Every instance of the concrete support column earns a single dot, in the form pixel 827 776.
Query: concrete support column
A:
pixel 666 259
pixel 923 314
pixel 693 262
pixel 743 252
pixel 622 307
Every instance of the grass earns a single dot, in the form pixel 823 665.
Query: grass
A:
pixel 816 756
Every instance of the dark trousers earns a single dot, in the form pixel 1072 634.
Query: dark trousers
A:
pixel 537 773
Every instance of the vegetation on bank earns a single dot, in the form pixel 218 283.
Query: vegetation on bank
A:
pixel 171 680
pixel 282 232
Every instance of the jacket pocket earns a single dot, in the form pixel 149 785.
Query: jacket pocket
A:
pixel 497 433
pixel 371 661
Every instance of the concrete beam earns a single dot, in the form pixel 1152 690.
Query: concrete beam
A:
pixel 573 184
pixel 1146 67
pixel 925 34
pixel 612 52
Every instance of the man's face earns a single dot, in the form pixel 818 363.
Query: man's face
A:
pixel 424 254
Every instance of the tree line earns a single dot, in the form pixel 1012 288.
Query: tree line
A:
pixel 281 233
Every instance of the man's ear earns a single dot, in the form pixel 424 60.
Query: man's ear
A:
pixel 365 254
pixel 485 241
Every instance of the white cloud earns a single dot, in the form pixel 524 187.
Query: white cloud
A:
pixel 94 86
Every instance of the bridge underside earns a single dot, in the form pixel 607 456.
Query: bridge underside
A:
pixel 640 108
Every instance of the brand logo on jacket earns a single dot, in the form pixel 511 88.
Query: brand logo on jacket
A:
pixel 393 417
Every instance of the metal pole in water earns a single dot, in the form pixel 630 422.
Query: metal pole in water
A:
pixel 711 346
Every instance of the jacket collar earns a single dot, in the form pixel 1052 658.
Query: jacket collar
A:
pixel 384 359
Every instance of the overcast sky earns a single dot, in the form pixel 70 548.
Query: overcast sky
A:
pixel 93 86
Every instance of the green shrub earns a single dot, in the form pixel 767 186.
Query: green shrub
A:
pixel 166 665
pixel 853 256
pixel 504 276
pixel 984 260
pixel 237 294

# # # # #

Say how many lines in the data hold the string "water". No other content should accompany the number.

### Result of this exercise
2